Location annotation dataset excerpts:
>>>
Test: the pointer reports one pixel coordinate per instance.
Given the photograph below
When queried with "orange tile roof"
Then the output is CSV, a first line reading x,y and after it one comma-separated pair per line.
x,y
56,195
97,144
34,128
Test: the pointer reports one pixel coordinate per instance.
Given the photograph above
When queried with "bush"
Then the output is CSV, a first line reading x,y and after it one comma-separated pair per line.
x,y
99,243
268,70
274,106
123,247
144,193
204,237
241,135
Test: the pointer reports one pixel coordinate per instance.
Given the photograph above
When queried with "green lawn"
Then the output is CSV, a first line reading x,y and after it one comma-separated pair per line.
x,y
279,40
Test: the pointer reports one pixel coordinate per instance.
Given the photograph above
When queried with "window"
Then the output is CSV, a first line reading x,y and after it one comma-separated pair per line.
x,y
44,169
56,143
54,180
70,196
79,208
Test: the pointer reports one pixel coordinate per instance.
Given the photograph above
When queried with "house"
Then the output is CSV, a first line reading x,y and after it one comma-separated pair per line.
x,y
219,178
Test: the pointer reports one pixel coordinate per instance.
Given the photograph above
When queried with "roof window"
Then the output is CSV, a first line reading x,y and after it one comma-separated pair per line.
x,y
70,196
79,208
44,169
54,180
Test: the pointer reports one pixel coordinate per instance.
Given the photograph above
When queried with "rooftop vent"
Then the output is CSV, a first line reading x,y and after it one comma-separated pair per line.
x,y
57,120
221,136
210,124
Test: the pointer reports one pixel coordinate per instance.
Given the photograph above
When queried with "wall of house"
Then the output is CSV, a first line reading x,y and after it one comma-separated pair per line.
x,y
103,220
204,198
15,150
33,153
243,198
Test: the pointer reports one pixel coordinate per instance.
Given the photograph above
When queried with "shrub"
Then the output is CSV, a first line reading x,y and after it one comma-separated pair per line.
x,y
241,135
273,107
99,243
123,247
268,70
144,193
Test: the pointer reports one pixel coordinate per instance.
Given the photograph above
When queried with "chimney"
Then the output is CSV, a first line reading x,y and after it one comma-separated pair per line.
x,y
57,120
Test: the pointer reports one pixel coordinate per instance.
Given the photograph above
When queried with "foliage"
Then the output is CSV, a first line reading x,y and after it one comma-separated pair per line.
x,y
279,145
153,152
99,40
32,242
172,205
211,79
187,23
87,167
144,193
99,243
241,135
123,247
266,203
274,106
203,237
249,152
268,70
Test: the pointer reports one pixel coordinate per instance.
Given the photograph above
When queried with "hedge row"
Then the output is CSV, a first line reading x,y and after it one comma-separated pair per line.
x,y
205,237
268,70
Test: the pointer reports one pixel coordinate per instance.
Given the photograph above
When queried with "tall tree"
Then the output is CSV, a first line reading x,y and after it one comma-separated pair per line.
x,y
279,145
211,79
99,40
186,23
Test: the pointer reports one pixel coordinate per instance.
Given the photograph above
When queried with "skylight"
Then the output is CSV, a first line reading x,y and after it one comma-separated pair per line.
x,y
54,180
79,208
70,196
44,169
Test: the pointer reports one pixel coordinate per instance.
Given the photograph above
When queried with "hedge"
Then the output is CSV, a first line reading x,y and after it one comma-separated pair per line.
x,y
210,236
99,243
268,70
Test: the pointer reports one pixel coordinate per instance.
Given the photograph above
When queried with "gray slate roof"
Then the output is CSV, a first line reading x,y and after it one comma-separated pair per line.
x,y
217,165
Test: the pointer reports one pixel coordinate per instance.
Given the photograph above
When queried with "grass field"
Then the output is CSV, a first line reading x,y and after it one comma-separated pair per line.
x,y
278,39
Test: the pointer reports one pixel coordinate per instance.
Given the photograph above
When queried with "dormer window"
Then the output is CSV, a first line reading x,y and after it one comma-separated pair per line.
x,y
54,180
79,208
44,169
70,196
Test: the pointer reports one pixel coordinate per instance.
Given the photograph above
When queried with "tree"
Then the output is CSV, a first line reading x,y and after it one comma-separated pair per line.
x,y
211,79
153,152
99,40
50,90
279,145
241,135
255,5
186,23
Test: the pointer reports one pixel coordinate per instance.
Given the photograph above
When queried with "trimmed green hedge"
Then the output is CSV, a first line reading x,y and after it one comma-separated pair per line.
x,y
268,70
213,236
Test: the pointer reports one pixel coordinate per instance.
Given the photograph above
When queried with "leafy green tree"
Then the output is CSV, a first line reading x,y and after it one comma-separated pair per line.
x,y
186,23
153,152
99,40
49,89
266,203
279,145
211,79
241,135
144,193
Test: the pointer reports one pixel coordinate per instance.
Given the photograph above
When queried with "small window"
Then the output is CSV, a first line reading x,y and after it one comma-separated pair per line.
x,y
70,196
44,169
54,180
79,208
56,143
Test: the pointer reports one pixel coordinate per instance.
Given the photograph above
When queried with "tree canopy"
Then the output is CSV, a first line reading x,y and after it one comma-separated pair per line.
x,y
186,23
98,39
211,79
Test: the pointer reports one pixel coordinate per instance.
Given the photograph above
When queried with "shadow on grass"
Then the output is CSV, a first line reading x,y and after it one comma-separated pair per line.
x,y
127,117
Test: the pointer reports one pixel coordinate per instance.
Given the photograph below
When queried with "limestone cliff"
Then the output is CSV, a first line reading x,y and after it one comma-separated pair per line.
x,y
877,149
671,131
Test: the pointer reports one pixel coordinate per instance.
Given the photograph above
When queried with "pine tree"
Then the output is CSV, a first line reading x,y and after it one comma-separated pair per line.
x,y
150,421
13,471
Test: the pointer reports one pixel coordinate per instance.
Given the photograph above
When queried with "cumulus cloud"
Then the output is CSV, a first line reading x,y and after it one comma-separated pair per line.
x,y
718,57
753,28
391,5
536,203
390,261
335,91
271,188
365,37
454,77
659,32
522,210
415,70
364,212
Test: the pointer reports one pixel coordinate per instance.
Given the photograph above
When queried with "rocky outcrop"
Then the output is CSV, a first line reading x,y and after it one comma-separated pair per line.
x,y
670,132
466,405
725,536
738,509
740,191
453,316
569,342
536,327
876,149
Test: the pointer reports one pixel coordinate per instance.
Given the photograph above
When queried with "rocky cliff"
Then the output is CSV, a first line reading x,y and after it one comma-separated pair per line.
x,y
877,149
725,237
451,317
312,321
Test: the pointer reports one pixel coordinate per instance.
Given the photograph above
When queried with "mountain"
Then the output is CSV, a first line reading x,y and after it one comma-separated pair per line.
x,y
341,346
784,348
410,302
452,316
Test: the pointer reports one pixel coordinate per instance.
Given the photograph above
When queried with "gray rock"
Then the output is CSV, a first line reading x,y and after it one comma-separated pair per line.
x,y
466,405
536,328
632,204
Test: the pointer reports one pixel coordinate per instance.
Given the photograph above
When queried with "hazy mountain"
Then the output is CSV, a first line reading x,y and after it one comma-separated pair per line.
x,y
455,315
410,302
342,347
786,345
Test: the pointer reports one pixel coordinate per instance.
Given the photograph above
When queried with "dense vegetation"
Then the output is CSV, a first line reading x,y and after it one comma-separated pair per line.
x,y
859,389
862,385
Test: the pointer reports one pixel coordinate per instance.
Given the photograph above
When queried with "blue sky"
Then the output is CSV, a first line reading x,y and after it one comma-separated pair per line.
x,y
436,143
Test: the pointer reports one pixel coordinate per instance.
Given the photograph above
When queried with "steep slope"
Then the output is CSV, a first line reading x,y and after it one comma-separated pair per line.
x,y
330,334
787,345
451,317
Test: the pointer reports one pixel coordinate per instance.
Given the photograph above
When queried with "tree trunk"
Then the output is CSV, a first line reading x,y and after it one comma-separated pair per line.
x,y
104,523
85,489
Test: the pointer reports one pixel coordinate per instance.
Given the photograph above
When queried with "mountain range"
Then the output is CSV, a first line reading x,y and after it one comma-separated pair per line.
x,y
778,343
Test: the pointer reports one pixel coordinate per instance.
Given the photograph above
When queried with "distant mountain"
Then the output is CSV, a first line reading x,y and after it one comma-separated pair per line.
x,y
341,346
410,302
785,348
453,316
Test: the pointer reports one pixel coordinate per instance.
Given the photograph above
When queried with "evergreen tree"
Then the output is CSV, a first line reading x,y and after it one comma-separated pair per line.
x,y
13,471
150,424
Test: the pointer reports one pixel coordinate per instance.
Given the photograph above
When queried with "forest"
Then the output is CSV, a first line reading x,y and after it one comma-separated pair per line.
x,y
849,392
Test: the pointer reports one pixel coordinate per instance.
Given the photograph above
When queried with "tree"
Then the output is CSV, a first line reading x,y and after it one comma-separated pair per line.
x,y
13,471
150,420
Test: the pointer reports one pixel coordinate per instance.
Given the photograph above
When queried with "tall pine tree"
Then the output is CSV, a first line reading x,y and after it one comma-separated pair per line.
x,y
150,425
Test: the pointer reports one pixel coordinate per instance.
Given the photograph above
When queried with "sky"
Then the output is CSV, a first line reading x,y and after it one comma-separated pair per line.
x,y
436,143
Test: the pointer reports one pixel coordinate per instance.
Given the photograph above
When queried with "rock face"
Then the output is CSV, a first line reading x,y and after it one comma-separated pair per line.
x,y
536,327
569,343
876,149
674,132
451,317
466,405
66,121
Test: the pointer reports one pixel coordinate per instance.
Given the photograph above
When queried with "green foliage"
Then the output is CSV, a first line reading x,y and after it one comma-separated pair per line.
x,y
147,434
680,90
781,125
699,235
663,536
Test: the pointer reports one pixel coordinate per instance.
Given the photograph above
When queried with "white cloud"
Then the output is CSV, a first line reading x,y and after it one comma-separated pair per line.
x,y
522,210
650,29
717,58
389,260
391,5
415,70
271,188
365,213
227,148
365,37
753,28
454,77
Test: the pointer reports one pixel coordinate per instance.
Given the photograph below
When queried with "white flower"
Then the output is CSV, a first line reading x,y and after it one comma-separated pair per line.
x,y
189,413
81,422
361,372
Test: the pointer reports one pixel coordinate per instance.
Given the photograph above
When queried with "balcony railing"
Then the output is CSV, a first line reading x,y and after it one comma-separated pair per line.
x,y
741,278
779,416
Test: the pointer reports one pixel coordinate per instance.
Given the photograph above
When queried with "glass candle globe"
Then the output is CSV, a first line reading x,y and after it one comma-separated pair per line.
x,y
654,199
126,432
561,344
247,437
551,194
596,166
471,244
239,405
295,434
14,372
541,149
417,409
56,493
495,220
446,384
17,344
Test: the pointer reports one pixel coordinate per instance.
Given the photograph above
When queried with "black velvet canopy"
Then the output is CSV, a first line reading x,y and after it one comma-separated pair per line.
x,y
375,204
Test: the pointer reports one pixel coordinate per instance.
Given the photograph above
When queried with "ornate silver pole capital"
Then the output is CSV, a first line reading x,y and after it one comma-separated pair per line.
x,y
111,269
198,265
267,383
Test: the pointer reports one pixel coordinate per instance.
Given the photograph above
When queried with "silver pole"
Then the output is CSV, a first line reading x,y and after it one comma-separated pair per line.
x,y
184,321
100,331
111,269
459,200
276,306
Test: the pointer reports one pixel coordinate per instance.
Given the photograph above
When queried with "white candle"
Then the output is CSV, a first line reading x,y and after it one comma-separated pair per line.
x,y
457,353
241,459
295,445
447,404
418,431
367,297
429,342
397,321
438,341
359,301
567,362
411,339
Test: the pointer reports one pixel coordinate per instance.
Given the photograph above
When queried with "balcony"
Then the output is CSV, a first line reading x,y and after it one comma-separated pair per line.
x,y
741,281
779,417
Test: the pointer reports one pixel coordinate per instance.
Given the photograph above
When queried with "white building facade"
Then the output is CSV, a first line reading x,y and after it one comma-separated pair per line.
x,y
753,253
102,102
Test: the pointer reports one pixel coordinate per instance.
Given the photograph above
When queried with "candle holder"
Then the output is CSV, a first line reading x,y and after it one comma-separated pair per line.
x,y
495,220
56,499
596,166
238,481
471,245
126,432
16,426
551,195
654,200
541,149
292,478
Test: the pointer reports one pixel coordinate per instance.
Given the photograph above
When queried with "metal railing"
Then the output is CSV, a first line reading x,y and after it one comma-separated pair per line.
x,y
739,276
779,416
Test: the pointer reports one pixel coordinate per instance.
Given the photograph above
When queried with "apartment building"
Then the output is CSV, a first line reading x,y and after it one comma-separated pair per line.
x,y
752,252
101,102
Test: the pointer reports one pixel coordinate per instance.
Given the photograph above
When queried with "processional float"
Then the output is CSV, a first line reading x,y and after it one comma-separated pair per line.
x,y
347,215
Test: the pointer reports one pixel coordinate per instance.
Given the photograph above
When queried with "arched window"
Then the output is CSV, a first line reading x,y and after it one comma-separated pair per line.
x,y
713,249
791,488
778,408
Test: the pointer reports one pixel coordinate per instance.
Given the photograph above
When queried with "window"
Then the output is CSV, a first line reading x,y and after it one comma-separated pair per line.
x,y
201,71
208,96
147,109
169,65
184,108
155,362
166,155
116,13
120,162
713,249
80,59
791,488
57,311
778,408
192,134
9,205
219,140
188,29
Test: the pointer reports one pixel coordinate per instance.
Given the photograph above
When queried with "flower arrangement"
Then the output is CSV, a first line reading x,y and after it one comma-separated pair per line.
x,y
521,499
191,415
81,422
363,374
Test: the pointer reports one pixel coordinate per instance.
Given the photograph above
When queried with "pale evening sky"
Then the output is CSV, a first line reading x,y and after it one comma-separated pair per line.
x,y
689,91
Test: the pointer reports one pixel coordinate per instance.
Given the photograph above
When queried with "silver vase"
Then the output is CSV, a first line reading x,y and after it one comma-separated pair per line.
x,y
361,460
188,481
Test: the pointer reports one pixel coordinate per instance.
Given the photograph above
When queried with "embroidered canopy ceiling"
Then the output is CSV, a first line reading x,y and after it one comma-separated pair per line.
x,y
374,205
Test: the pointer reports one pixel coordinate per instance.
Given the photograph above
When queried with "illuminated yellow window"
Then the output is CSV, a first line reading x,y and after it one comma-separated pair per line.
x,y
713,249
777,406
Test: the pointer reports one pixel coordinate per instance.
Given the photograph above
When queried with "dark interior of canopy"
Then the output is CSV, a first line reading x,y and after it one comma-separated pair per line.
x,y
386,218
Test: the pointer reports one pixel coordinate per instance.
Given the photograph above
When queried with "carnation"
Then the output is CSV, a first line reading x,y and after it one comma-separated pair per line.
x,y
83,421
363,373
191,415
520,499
<<<
REQUEST: Identify every line of the listing above that contains the word "rocky", and copy each of those lines. Case counts.

WRITTEN REPLY:
When queried with "rocky outcrop"
When queried with "rocky cliff"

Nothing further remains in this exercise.